_Objective_
Please copy the entries from the line with "[spot] the wall" up to and including the last line, swapping "chrome" for "steel" and keeping everything else the same. Omit the pictures from your answer.

(A block of data)
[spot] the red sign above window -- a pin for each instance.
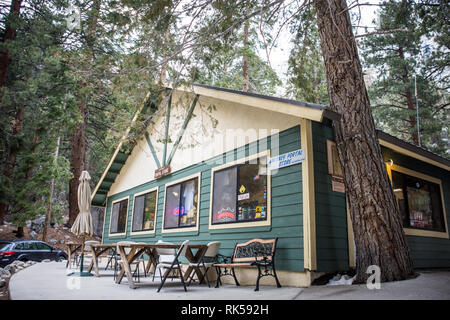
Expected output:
(161, 172)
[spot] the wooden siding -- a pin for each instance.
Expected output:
(286, 211)
(331, 215)
(427, 252)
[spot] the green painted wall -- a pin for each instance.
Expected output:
(331, 214)
(287, 220)
(426, 252)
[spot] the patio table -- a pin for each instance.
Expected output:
(97, 251)
(72, 247)
(150, 249)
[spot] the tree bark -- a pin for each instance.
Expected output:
(79, 145)
(77, 162)
(378, 231)
(246, 81)
(52, 184)
(17, 125)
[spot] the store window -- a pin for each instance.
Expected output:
(181, 205)
(240, 193)
(119, 216)
(419, 201)
(144, 212)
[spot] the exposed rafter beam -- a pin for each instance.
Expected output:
(166, 136)
(150, 145)
(183, 128)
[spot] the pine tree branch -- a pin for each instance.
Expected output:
(382, 32)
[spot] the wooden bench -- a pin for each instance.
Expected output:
(254, 253)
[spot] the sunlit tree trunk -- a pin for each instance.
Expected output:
(379, 236)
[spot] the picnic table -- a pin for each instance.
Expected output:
(136, 250)
(97, 251)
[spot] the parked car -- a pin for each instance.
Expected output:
(25, 250)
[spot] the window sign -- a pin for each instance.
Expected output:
(286, 159)
(181, 205)
(240, 193)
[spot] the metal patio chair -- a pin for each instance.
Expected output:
(206, 261)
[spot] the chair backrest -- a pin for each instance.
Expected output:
(183, 249)
(213, 249)
(87, 244)
(127, 250)
(165, 254)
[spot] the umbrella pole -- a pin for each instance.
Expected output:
(81, 273)
(82, 254)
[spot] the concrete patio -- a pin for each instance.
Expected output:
(49, 281)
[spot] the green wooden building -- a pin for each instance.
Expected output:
(222, 165)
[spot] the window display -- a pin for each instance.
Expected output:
(181, 205)
(144, 212)
(419, 202)
(240, 193)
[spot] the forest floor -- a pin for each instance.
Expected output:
(61, 234)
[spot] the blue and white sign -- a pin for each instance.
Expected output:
(286, 159)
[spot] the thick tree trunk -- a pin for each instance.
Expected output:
(378, 231)
(246, 81)
(79, 150)
(52, 184)
(77, 163)
(17, 125)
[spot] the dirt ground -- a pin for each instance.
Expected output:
(60, 234)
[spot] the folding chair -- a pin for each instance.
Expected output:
(206, 261)
(175, 265)
(118, 262)
(164, 256)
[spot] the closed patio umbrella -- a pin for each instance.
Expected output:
(83, 223)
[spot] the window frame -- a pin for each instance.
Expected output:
(175, 182)
(412, 173)
(243, 224)
(134, 206)
(116, 234)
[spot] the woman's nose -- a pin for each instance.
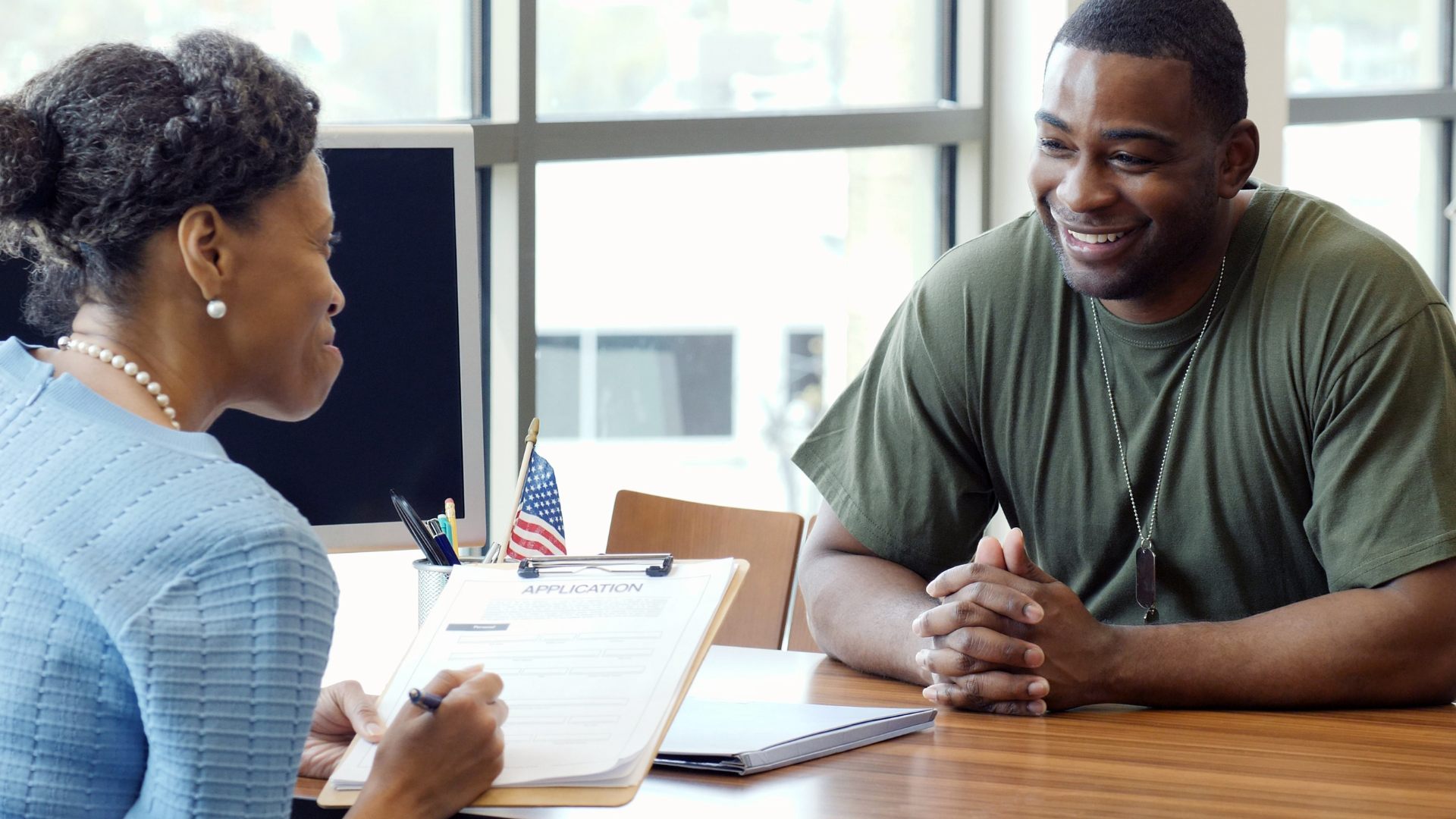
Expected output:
(337, 303)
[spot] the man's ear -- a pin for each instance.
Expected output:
(201, 235)
(1238, 155)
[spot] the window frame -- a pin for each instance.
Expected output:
(1438, 104)
(511, 139)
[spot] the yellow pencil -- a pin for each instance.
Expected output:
(455, 539)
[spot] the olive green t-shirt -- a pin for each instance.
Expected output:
(1315, 447)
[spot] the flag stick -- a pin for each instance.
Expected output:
(520, 487)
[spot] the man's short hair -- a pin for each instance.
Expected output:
(1200, 33)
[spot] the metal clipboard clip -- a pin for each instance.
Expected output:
(653, 564)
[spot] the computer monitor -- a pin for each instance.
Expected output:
(408, 410)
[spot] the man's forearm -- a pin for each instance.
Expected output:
(861, 608)
(1360, 648)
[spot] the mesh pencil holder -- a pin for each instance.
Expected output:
(433, 583)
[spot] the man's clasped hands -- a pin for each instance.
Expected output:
(1009, 639)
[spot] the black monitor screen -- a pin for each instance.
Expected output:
(394, 417)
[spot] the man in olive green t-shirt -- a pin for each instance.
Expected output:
(1222, 414)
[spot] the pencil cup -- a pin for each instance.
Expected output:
(431, 585)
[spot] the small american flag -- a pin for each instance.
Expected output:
(538, 526)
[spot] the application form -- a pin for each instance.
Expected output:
(592, 662)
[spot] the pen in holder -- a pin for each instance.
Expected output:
(431, 583)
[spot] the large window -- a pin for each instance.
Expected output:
(702, 216)
(673, 297)
(734, 55)
(370, 60)
(1372, 107)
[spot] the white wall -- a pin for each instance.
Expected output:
(1021, 36)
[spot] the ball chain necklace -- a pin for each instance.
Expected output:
(130, 368)
(1147, 558)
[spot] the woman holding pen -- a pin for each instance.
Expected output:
(166, 615)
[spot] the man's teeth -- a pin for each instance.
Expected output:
(1097, 238)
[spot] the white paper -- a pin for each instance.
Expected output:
(592, 664)
(723, 729)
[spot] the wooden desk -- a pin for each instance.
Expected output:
(1103, 761)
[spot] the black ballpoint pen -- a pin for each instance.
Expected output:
(425, 700)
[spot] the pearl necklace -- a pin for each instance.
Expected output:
(130, 368)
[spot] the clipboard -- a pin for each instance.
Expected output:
(582, 796)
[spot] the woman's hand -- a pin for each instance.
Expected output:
(433, 764)
(343, 711)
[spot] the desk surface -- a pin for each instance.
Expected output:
(1094, 761)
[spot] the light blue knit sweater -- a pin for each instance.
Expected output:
(165, 615)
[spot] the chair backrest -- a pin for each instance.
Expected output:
(800, 637)
(769, 541)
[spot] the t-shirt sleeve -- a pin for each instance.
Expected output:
(1385, 458)
(226, 664)
(896, 457)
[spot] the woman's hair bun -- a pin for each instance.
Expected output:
(28, 162)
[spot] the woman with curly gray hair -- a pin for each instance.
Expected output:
(166, 615)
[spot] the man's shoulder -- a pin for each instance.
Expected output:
(1017, 254)
(1327, 267)
(1001, 270)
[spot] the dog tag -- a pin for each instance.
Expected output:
(1147, 580)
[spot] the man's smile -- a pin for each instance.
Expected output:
(1097, 243)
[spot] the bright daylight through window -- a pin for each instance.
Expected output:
(651, 55)
(370, 60)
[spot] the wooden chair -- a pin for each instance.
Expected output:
(800, 637)
(769, 541)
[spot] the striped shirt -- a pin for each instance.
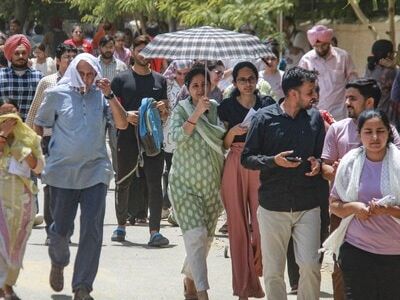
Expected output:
(45, 83)
(19, 88)
(111, 69)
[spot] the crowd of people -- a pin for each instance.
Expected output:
(297, 150)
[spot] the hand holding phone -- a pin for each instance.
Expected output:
(294, 158)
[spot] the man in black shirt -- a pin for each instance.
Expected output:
(131, 87)
(285, 143)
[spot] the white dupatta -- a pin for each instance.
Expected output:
(347, 182)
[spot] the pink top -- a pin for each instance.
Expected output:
(334, 73)
(123, 55)
(342, 137)
(85, 45)
(377, 234)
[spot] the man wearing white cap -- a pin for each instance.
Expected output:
(335, 68)
(78, 169)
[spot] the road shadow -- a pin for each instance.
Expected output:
(61, 297)
(70, 244)
(138, 225)
(132, 244)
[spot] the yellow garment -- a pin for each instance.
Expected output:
(25, 141)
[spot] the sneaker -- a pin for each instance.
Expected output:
(172, 221)
(118, 235)
(158, 240)
(164, 213)
(57, 278)
(82, 293)
(293, 290)
(224, 228)
(38, 220)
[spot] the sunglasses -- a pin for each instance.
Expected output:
(219, 72)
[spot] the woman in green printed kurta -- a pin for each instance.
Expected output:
(195, 178)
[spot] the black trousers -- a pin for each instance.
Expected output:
(127, 155)
(138, 204)
(369, 276)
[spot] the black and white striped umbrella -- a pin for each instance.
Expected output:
(205, 43)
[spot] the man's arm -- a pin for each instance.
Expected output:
(330, 154)
(37, 101)
(251, 155)
(46, 114)
(118, 112)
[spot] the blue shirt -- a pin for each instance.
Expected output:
(20, 88)
(77, 151)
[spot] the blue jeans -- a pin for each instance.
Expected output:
(64, 205)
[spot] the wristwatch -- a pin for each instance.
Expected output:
(110, 96)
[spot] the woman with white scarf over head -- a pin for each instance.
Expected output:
(366, 194)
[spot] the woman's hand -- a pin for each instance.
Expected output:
(377, 209)
(387, 62)
(361, 211)
(7, 127)
(203, 105)
(132, 117)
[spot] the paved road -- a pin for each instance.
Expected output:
(131, 270)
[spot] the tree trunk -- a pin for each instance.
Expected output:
(21, 9)
(392, 29)
(361, 16)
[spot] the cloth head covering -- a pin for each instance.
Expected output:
(13, 42)
(72, 77)
(175, 65)
(319, 33)
(380, 49)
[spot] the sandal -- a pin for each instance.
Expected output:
(189, 289)
(57, 278)
(158, 240)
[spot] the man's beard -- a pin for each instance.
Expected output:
(142, 62)
(107, 55)
(20, 64)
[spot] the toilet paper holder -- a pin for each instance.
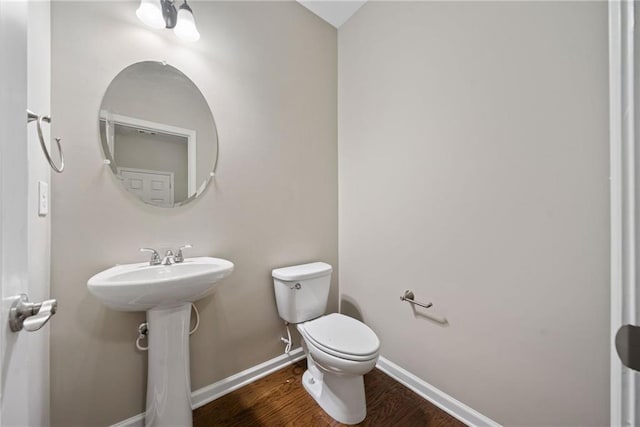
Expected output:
(409, 297)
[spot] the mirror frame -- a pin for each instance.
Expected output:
(110, 161)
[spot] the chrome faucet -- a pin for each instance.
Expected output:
(155, 257)
(179, 257)
(168, 259)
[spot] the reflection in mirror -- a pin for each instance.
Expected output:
(158, 133)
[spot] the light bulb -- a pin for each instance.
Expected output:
(150, 12)
(186, 26)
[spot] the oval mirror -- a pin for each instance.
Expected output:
(158, 134)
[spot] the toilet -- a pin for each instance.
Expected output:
(339, 349)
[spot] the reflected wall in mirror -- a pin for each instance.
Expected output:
(158, 134)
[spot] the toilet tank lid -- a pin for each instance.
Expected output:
(302, 272)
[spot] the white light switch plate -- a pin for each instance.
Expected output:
(43, 198)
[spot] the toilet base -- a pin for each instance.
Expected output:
(340, 396)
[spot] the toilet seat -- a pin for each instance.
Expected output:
(341, 336)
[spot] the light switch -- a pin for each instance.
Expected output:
(43, 198)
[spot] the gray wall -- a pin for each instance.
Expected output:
(473, 146)
(268, 71)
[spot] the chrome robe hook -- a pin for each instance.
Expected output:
(31, 116)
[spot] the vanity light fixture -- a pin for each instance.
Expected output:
(163, 14)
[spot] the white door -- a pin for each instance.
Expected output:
(624, 63)
(153, 187)
(24, 384)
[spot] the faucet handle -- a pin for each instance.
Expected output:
(179, 257)
(155, 257)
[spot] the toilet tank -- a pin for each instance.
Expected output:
(302, 291)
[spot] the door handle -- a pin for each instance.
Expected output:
(29, 315)
(628, 346)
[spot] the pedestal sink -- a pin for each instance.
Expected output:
(165, 292)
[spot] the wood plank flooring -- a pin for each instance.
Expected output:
(279, 399)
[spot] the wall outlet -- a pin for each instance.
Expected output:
(43, 198)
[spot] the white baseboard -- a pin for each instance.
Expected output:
(218, 389)
(439, 398)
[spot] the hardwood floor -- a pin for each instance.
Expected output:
(280, 400)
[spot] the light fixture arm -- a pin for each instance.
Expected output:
(169, 13)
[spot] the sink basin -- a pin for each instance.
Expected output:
(140, 287)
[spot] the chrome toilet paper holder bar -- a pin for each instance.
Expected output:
(409, 297)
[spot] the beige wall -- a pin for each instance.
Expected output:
(474, 171)
(268, 71)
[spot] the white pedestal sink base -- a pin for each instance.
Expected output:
(168, 377)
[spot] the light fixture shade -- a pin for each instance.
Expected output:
(150, 12)
(186, 26)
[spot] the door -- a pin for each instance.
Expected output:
(153, 187)
(24, 386)
(624, 88)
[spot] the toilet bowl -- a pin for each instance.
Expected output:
(339, 353)
(339, 349)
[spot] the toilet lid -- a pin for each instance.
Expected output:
(342, 334)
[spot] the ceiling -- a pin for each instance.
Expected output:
(335, 12)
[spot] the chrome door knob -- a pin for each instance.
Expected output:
(628, 346)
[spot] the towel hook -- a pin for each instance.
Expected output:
(31, 116)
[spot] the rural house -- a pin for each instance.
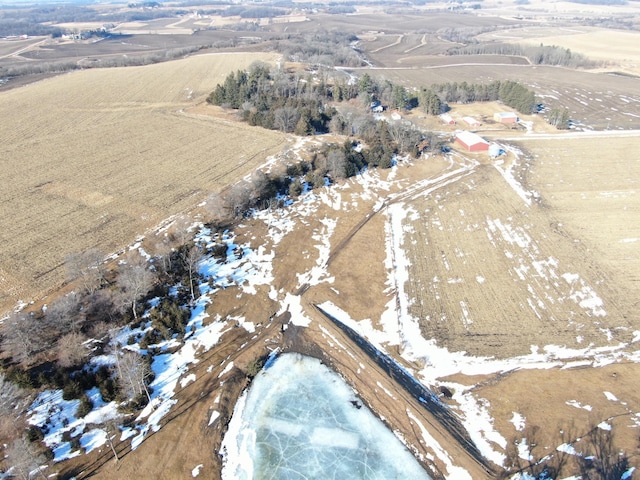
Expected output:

_Response to this exercise_
[spot] the wall outlet -- a pin for each instance.
Expected output:
(43, 198)
[spot] the white baseboard -- a pin for each instance.
Expected output:
(218, 389)
(439, 398)
[spot] the hardwood floor -- a pin for each instance.
Expected output:
(280, 400)
[spot] the light fixture arm -- a pin for each instance.
Expected output:
(169, 13)
[spot] the sink basin -- a pin for each instance.
Expected output:
(140, 287)
[spot] the steel toilet paper holder bar -- a pin for each instance.
Expected output:
(409, 297)
[spot] the beige wall -- a pin for each instance.
Expected output:
(474, 171)
(268, 71)
[spot] the white pedestal sink base -- a pin for each instance.
Expected output:
(168, 377)
[spot] the light fixture shade -- a pin for each instance.
Expected output:
(150, 12)
(186, 26)
[spot] the door -- a pin for each instance.
Expected output:
(153, 187)
(24, 386)
(624, 88)
[spot] the toilet bowl -- a pin for each instance.
Expected output:
(339, 353)
(339, 349)
[spot] the toilet lid -- a pin for each instance.
Expected output:
(342, 334)
[spot] the ceiling -- a pin for each instance.
Expected output:
(335, 12)
[spot] the steel door knob -- a pin for each instance.
Expected output:
(628, 346)
[spot] the towel hook -- a pin for each instance.
Expected output:
(31, 116)
[spot] the rural house -- a pin for each instance.
Expected output:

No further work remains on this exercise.